### Text segment
— START —

Friday, December 30, 2011

The New Generation of Posturing

He's 22ish, and from the seat before me I can smell the apathy dripping off of him. I'm not old (yet) but there seems to be a disconnect through the decade of age between us. He's trying to be subversive, casual cool...but in his eyes I can see something I don't like.

He's interviewing for a job, and he doesn't give a damn if he gets it or not...so why waste my time? Why waste his own time? Are we at a crux where people no longer care about the value of time?

Sort of...

Because in his eyes I see that his interactions are regulated to 180 characters or less, simple frozen moments of status updates and tweets...pictures that were taken to show exactly how much fun he was having 32 seconds ago, even if he wasn't enjoying himself at all. It's the Facebook Generation. They scan your conversations and interactions for that zinger to post in a minute. I don't think they know they're doing it, but they are subconsciously diciphering what to share.

I remember in high school the subtle shows people put on...the posturing they did to appear tougher, cooler, et al. I knew them then as posers...and this new generation of Facebook Posturing seems to be allowing this show even more so, because there isn't the day-to-day reality of proving oneself. I fully believe in self invention, of making yourself something better...but really, there's a huge difference between actually reinventing yourself as something better andposting pictures of yourself and your "terrific life" while hiding behind the computer.

— END —

### Records pointing to named objects
— START —

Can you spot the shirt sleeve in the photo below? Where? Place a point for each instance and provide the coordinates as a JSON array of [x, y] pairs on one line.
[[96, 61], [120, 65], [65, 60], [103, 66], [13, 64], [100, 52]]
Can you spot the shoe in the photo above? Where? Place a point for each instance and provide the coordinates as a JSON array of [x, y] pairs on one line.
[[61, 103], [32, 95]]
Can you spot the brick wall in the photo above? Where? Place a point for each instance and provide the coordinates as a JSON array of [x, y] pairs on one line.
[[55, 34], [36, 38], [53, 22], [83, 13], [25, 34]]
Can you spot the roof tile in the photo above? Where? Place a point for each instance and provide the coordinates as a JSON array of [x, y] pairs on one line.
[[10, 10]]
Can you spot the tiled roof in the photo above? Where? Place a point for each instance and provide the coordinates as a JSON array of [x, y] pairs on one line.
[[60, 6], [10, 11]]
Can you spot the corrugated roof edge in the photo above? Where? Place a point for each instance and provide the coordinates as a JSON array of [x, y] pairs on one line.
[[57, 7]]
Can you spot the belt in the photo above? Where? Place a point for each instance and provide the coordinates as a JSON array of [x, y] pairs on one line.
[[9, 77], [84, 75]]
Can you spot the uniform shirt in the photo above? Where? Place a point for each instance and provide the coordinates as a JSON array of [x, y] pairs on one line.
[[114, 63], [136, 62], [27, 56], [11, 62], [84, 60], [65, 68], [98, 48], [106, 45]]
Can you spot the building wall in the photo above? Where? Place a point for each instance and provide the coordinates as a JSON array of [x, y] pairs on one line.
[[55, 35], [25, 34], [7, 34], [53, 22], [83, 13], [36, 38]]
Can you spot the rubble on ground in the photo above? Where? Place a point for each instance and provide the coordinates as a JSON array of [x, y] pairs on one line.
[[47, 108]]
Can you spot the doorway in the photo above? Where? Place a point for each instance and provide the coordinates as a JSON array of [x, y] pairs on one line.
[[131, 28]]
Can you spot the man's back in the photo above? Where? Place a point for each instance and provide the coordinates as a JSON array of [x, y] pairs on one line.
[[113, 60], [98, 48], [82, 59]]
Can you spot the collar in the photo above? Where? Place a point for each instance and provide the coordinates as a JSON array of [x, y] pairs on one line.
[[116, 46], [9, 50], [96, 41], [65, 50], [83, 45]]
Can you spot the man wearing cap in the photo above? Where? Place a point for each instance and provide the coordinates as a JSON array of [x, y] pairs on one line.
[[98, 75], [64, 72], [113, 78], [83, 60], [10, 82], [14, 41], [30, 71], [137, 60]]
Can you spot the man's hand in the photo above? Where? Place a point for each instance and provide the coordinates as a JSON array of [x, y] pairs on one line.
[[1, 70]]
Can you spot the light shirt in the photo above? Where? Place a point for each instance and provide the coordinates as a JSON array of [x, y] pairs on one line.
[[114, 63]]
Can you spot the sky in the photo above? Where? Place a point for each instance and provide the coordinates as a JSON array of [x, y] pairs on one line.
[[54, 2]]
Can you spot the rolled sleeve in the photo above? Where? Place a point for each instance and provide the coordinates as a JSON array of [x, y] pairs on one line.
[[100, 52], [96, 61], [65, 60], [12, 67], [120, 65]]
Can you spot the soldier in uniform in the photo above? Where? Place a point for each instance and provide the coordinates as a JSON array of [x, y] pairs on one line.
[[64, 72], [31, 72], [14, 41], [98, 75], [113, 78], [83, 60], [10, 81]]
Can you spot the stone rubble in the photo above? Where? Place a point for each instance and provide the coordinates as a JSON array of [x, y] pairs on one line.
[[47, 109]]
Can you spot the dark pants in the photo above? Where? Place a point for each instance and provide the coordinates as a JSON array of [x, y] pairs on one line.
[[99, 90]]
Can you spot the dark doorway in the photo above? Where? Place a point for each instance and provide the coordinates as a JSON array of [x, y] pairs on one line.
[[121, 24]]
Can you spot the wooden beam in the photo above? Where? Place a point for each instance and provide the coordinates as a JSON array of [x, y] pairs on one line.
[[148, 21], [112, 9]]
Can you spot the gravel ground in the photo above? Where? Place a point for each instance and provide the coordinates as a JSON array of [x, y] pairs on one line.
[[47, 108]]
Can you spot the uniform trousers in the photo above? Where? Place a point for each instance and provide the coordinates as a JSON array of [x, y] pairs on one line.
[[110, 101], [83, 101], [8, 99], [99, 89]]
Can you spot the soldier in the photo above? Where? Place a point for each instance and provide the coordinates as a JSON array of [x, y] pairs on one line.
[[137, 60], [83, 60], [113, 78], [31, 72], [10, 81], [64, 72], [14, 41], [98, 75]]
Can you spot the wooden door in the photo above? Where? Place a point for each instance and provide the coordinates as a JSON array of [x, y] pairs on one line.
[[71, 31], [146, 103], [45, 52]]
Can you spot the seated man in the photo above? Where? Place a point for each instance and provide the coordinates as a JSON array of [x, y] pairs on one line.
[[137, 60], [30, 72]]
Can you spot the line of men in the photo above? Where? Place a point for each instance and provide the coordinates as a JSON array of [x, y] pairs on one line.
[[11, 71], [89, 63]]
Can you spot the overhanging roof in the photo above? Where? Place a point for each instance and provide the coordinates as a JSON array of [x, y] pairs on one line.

— END —

### What you will do
(a) Condense the paragraph of the blog post on Facebook posturing that begins "Because in his eyes" into a short bulleted list that keeps its main points.
(b) Go on with the blog post on Facebook posturing, picking up after its final sentence.

### Expected results
(a)
- The interviewee's interactions seem limited to 180 characters or less: status updates and tweets.
- Photos are taken to show how much fun he was having 32 seconds ago, even if he wasn't enjoying himself.
- This is the Facebook Generation, which scans conversations for a zinger to post a minute later.
- They probably don't realize it, but they are subconsciously deciding what to share.

(b)
The problem with posturing on facebook is that if you're never responsible for who you claim to be, you never actually live. You can post all day long...and update status of every benign, uninteresting facet of your life...but until you have to be responsible for the person you're claiming to be, you never actually live up to the potential.

We're digital, I get that...it's the trajectory we're on and it's not going away. There's a lot to be said about the digital life, a lot of great things, one of which is the ability to connect with you, to connect with my family members spread far and wide. But if all I am living is the digital life, I am just a poser, just like the obnoxious guy in High School that couldn't fight if his life depended on it, but struts around and hopes no one challenges him.

As for Mr. Apathetic, he's not getting the job. He won't care...and later he'll probably post on FB that some corporate bitch (me) isn't open minded enough to see his brilliance. 29 people will comment below him re: the 1%, corporate culture sucks, how bourgeois the workplace is anyhow, etc, etc. He will forget about it as soon as the status is too far down the page to care about it...which is, what, like...an hour?

The generation that naturally reaches for their smart phones to update facebook don't yet realize that they have no privacy, that nothing is sacred. Maybe they don't yet care...but they will eventually. And if they say they don't care...they're lying. It's part of being a poser.

Skeptically yours.

Tuesday, February 15, 2011

Social Media Immigration

I learned something today---which above all things is a goal of mine that often enough doesn't materialize. I like to learn things, even when they are small and trifling. Or better yet---when they seem small and trifling but aren't.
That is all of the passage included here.